Work required.
Can you copy the whole listing below line for line, without changing a single character?

——

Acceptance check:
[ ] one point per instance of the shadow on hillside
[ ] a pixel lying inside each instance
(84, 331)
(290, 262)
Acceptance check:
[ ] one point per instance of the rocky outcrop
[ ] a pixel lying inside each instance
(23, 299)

——

Final answer.
Acceptance check:
[ ] one point per instance of the shadow on hillside
[ ] a pixel lying inside each instance
(84, 331)
(290, 262)
Acceptance check:
[ ] one point per instance of the rocky outcrop
[ ] a pixel lying inside each instance
(23, 299)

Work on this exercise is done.